Aim of the task:
Could you update the data from the line with "[tag] wire cutter (a dot for each instance)" up to and including its final line, swapping "Emitted" for "Output" and leaving everything else unchanged? Return only those lines.

Data extract:
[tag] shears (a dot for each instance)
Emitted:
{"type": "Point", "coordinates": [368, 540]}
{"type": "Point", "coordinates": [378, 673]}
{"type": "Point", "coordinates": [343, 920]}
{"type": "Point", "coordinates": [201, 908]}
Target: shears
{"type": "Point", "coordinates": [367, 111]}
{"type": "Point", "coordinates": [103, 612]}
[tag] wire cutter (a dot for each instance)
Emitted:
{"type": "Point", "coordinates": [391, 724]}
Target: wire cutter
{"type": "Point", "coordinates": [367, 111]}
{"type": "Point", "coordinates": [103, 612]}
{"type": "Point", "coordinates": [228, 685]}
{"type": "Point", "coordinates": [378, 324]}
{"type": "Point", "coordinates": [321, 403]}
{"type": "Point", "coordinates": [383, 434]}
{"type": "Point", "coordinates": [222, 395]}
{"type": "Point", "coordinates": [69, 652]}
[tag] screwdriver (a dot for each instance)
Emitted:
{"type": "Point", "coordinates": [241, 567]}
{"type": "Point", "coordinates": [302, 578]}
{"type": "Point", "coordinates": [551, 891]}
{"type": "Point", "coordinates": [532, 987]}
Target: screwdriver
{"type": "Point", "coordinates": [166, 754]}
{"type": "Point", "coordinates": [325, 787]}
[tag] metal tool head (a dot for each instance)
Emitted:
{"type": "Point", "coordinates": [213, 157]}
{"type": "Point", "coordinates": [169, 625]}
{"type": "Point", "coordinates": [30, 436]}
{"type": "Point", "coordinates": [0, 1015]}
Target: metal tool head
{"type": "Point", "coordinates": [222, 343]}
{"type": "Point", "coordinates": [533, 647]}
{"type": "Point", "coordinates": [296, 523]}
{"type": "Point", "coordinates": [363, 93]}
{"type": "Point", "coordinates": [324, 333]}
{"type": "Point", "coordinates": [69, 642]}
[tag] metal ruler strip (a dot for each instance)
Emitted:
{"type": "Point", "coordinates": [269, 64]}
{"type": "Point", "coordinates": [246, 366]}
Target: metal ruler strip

Finished answer:
[tag] wire cutter (a dot for each instance)
Output:
{"type": "Point", "coordinates": [391, 724]}
Target: wire cutter
{"type": "Point", "coordinates": [367, 111]}
{"type": "Point", "coordinates": [103, 612]}
{"type": "Point", "coordinates": [228, 685]}
{"type": "Point", "coordinates": [378, 324]}
{"type": "Point", "coordinates": [321, 403]}
{"type": "Point", "coordinates": [383, 434]}
{"type": "Point", "coordinates": [222, 395]}
{"type": "Point", "coordinates": [69, 652]}
[tag] screwdriver (a dot for each instance)
Output:
{"type": "Point", "coordinates": [241, 567]}
{"type": "Point", "coordinates": [302, 578]}
{"type": "Point", "coordinates": [551, 891]}
{"type": "Point", "coordinates": [532, 987]}
Target: screwdriver
{"type": "Point", "coordinates": [166, 754]}
{"type": "Point", "coordinates": [325, 787]}
[tag] metal tool head (a dot for each instance)
Output:
{"type": "Point", "coordinates": [213, 157]}
{"type": "Point", "coordinates": [169, 625]}
{"type": "Point", "coordinates": [30, 436]}
{"type": "Point", "coordinates": [0, 1015]}
Target: metal tool head
{"type": "Point", "coordinates": [222, 343]}
{"type": "Point", "coordinates": [533, 647]}
{"type": "Point", "coordinates": [296, 523]}
{"type": "Point", "coordinates": [363, 93]}
{"type": "Point", "coordinates": [324, 333]}
{"type": "Point", "coordinates": [69, 642]}
[tag] metal ruler strip (a dot for each instance)
Output:
{"type": "Point", "coordinates": [269, 64]}
{"type": "Point", "coordinates": [246, 366]}
Target: metal ruler strip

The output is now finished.